EXTRACT TO READ:

NOT FOR PUBLICATION WITHOUT THE APPROVAL OF THE APPELLATE DIVISION Before Judges Reisner, Hoffman and Leone. On appeal from the Superior Court of New Jersey, Law Division, Essex County, Indictment No. 07-10-3548. Joseph E. Krakora, Public Defender, attorney for appellant (Richard Sparaco, Designated Counsel, on the brief). Carolyn A. Murray, Acting Essex County Prosecutor, attorney for respondent (Barbara A. Rosenkrans, Special Deputy Attorney General/Acting Assistant Prosecutor, of counsel and on the brief). Appellant filed a pro se supplemental brief. PER CURIAM
Defendant Keshawn McNeil appeals the August 29, 2013 order denying his petition for post-conviction relief (PCR) and the October 29, 2013 order denying his motion for reconsideration. We affirm.
I.
We summarize the facts established in defendant's trial, which were set out at length in our October 21, 2011 opinion on direct appeal. State v. McNeil, A-0856-09 (App. Div. Oct. 21, 2011), certif. denied, 210 N.J. 109 (2012). We highlight the relevant facts here.
Defendant's girlfriend, Staci Marshall, was living in a Newark rental property owned by Liciane Nunes and victim Fabio Borges. On February 23, 2007, Marshall received an eviction notice addressed to another person. When Marshall called her landlords, she learned that eviction proceedings had been instituted against her as well. She agreed to pay her overdue rent the next day.
On February 24, 2007, Marshall mentioned this to defendant, and she said that she would be low on money after the rent was paid. Defendant told her not to worry and that he would "get the money back." A plan was made that defendant would rob Borges after Marshall had paid her rent, and then she and defendant would go to Atlantic City.
After Marshall paid the overdue rent in the amount of $1250, she contacted defendant, who robbed Borges and, during the robbery, shot him, causing his death from a single gunshot wound to the chest.

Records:
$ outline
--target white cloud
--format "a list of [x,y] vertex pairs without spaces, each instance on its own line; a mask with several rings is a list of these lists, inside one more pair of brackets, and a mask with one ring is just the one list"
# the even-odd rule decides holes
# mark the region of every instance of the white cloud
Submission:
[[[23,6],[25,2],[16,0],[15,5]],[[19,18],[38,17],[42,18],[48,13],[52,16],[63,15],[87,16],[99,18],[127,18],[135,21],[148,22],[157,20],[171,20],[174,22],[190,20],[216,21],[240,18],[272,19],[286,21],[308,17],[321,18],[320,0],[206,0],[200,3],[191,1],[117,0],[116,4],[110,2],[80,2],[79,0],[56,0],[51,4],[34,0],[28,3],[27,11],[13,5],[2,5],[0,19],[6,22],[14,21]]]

WHAT TO WORK ON:
(A) Transcribe everything in the court opinion above from "Defendant's girlfriend, Staci" down to "the next day.".
(B) According to the court opinion above, how much overdue rent did Marshall pay?
(C) Rewrite more briefly the paragraph of the court opinion that begins "Defendant's girlfriend, Staci Marshall," and keep its main facts.

RESULTS IN ORDER:
(A)
Defendant's girlfriend, Staci Marshall, was living in a Newark rental property owned by Liciane Nunes and victim Fabio Borges. On February 23, 2007, Marshall received an eviction notice addressed to another person. When Marshall called her landlords, she learned that eviction proceedings had been instituted against her as well. She agreed to pay her overdue rent the next day.

(B) $1250

(C) Staci Marshall, defendant's girlfriend, lived in a Newark rental owned by Liciane Nunes and victim Fabio Borges. On February 23, 2007, she received an eviction notice addressed to someone else. When she called her landlords, she learned that eviction proceedings had been started against her too. She agreed to pay her overdue rent the next day.